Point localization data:
•••
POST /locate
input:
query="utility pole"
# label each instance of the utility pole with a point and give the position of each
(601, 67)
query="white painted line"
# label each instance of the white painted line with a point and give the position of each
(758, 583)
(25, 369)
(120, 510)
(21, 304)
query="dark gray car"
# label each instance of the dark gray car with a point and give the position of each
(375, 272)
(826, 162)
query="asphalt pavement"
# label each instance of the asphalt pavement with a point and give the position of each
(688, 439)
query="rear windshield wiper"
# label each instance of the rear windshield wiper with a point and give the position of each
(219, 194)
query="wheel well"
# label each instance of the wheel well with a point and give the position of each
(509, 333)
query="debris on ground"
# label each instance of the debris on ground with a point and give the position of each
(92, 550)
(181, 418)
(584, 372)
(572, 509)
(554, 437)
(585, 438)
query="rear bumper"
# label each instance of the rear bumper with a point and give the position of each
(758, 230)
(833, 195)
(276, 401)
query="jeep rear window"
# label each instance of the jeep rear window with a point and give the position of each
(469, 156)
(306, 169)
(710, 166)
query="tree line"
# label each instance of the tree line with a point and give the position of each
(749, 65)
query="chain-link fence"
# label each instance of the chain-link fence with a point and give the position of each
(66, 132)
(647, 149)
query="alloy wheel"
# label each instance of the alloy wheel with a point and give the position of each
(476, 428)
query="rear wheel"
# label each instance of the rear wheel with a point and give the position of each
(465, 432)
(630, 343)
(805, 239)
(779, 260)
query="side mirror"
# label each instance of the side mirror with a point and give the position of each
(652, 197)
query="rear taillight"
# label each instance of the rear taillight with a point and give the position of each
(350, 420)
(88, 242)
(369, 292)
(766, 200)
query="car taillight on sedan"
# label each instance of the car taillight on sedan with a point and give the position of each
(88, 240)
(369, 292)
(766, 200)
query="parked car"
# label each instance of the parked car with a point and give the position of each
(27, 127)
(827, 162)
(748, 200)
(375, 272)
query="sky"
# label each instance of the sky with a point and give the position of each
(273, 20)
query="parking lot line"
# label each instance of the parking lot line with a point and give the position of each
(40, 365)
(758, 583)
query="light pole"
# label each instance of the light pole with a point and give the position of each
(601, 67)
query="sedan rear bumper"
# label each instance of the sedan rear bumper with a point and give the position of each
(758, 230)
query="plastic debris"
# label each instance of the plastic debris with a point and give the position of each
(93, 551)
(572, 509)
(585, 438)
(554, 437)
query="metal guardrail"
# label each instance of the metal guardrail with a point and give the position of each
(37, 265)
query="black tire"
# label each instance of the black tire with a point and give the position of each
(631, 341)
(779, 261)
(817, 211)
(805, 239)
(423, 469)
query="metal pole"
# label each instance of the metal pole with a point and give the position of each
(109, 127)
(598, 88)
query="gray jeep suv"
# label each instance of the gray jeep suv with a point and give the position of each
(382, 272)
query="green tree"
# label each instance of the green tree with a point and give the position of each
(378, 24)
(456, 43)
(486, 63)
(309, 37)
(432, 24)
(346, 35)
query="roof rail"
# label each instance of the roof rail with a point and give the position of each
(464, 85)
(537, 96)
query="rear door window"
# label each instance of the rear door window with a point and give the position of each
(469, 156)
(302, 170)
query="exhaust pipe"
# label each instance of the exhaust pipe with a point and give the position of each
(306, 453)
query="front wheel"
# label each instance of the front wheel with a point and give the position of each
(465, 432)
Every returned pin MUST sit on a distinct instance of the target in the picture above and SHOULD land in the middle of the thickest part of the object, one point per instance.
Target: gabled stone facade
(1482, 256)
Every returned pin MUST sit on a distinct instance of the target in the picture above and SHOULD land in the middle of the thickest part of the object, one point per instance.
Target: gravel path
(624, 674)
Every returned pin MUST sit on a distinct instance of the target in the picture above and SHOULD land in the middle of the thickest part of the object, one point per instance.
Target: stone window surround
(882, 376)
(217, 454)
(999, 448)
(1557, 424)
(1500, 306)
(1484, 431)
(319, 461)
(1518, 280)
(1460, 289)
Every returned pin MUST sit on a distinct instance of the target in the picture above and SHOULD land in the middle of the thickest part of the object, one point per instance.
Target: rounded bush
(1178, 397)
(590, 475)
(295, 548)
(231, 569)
•••
Task goal: Write the data out once more, exactly as it was given.

Answer box:
POST /locate
input:
query="utility pole"
# label each instance of the utility pole with a point and give the position of each
(601, 67)
query="white painted line"
# label each instance of the white painted line with a point and give the position of each
(758, 583)
(25, 369)
(120, 510)
(21, 304)
query="dark gray car"
# label each instance of the dark gray car with a point and give the position of each
(375, 272)
(826, 162)
query="asphalt pavement"
# label each instance of the asphalt pavement with a point and give the position of each
(688, 439)
query="rear windshield wiper"
# label each instance of the rear windshield wiper with a point and give the position of each
(219, 194)
query="wheel well"
# label each instance of the wheel well with a point and give the position of each
(509, 333)
query="debris on ground"
# label each instance of the debris on ground with a point and give the position of each
(92, 550)
(181, 418)
(584, 372)
(572, 509)
(554, 437)
(585, 438)
query="rear bumper"
# label each instance of the rear bumper with a point and give the position of each
(758, 230)
(833, 195)
(276, 401)
query="jeep rear window"
# label each instance of the jeep rear window with a point and give the position of each
(469, 156)
(306, 169)
(710, 166)
query="tree line"
# label each instance of the tree line with a point and give the position of each
(749, 65)
query="chain-link fence"
# label each instance of the chain-link fence with a point and give the position of each
(66, 132)
(647, 149)
query="alloy wheel"
# label each instance of the alloy wheel with a point and give the position of each
(476, 428)
query="rear wheel"
# label each instance of the rear wheel with a point and give the position of each
(465, 432)
(630, 343)
(805, 239)
(779, 260)
query="side mirror"
# label each instance of the side mirror with a point and give the position of each
(652, 197)
query="rear taillight"
# label each instance of the rear taillight with a point and give the position of each
(350, 420)
(88, 242)
(369, 292)
(766, 200)
query="car taillight on sedan"
# label each instance of the car taillight on sedan with a point and give the position of each
(88, 240)
(369, 292)
(766, 200)
query="parked car"
# label each instance of the parked car with a point and give the position of each
(27, 127)
(827, 162)
(748, 200)
(375, 272)
query="sky"
# label each instance of the sky with a point and give the position of each
(273, 20)
query="parking lot line"
# label each instance of the parking lot line with a point and give the position of each
(40, 365)
(758, 583)
query="light pole"
# label each instance of the light pole with a point and give the position of each
(601, 67)
query="sedan rear bumper"
# label each instance of the sedan rear bumper with a point and give the position of each
(758, 230)
query="plastic debris"
# label each instance of the plastic debris with a point and give the position of each
(93, 551)
(572, 509)
(585, 438)
(554, 437)
query="metal guardrail"
# label each instance of the metal guardrail with a point and give the position of each
(37, 265)
query="black tire"
# label each instance of the black tire with a point and give the position of each
(631, 341)
(779, 261)
(817, 211)
(805, 239)
(423, 469)
query="metal pole"
# label each instance of the metal pole with a point and give the position of each
(109, 127)
(598, 88)
query="gray jeep suv"
# label each instance of the gray jeep suv with a point and give the position of each
(382, 272)
query="green tree"
# label each instance of the green tree with a point and give the position of each
(378, 24)
(456, 43)
(486, 63)
(309, 37)
(432, 24)
(346, 35)
query="roof rail"
# label each instance of the roof rail with a point and give the position of each
(464, 85)
(537, 96)
query="rear door window"
# label each instance of the rear door window with a point and give the position of each
(469, 156)
(302, 170)
query="exhaust pipe"
# label each instance of the exhaust pipe with a point and give the position of each
(306, 453)
query="front wheel"
# label each instance of the front wheel with a point and give the position of each
(465, 432)
Every returned pin MUST sit on a distinct instance of the target in the picture above and SHOULD land in the middle of the thickest part of the object, one point per instance.
Target: gabled stone facade
(1482, 256)
Every returned pin MUST sit on a distinct instance of the target in the picture above and SHOULD land in the middle of the thickest part of the object, one point per instance.
Target: gravel path
(624, 674)
Every returned pin MUST sit on a distinct instance of the target in the picture above and SHOULD land in the middle of the thickest part of the object, one point per instance.
Target: stone window surround
(882, 376)
(217, 454)
(999, 448)
(1557, 424)
(1500, 306)
(1484, 431)
(319, 461)
(1518, 280)
(1460, 289)
Every returned pin MUST sit on a distinct instance of the target in the picture above and SHOULD land in the middle of the thickest part of the object, one point per instance.
Target: rounded bush
(1178, 397)
(590, 475)
(295, 548)
(231, 569)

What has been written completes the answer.